◆ Page excerpt:

——————

Drug Combination Has Fewer Side Effects Than Traditional Breast Cancer Chemotherapy

Danielle understood that the treatment was experimental and there was no guarantee it would work. But she was grateful to be able to avoid chemotherapy drugs with harsh side effects that otherwise would have been used to shrink her tumor before surgery. Because the tumor was large and because it was triple-negative breast cancer (a particularly aggressive form of the disease), she was told she would need 25 rounds of chemotherapy. Olaparib and pembrolizumab both have side effects, but they don’t cause hair loss, and they don’t cause the same levels of nausea and low blood counts associated with chemotherapy.

Three weeks after her first treatment with olaparib and pembrolizumab, Danielle had an appointment with Dr. Robson.

“I will never forget that day. He couldn’t feel the tumor,” she says. “Everything happened so fast. I barely had time to process that I had cancer, and it was already going away.”

——————

(Items from a dataset)
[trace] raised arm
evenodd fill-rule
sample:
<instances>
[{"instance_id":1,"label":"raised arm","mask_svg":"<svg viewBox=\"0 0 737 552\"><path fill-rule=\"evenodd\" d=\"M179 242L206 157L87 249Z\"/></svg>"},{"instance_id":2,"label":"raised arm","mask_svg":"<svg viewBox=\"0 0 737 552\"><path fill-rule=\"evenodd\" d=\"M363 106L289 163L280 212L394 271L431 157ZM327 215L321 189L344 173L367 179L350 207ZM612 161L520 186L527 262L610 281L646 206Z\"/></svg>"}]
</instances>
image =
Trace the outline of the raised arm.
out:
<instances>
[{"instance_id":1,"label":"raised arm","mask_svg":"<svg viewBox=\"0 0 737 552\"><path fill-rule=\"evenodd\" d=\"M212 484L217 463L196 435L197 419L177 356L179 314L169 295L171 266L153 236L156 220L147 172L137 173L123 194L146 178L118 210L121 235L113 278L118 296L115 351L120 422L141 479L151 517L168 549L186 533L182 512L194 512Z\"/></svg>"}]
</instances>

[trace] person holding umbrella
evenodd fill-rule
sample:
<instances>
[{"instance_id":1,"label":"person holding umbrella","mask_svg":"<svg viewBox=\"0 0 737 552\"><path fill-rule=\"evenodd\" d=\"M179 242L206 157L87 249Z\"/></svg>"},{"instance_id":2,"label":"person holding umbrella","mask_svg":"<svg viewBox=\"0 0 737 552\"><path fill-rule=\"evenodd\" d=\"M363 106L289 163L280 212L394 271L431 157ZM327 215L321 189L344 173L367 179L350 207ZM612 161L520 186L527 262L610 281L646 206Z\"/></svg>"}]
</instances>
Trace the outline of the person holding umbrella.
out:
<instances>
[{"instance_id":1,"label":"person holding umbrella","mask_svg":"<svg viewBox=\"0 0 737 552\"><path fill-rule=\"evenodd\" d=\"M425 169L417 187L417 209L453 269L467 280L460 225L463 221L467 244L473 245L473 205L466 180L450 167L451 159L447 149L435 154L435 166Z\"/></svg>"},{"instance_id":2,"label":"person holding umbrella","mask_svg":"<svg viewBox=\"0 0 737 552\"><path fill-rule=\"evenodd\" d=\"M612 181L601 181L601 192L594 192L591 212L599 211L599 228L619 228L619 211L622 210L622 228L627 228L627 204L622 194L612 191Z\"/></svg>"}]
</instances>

——————

◆ Exercise goal: Carry on the page about the breast cancer drug combination from where it stops. These lines have no connection to the page about the breast cancer drug combination.

◆ Answer box:
The tumor eventually shrank from 3 centimeters (about the size of a grape) to 3 millimeters (about the size of a sesame seed). The three other patients treated in the study so far have also had very good responses to the drug combination.

Danielle Polumbo

Thanks to an experimental treatment, Danielle was able to greatly reduce the amount of chemotherapy needed to treat hereditary breast cancer. 

After 12 weeks of treatment from Dr. Robson, breast surgeon Minna Lee, MD, performed a double mastectomy to remove any remaining cancer cells and protect Danielle from developing another breast cancer. Dr. Lee also removed lymph nodes from Danielle’s armpit. Plastic surgeon Michelle Coriddi, MD, then performed reconstructive surgery.

“Ten days post-surgery, I was officially declared cancer free,” Danielle says. “Dr. Lee was so amazing, and I still think about her every day. I am able to deal with all of this because she took the best care of me, and she had so much confidence in me.”

Danielle is undergoing four rounds of chemotherapy to make sure her cancer doesn’t come back — the last step in her treatment. Dr. Robson says because she responded so well to the treatments before her surgery, he was able to greatly decrease the amount of chemotherapy she would receive.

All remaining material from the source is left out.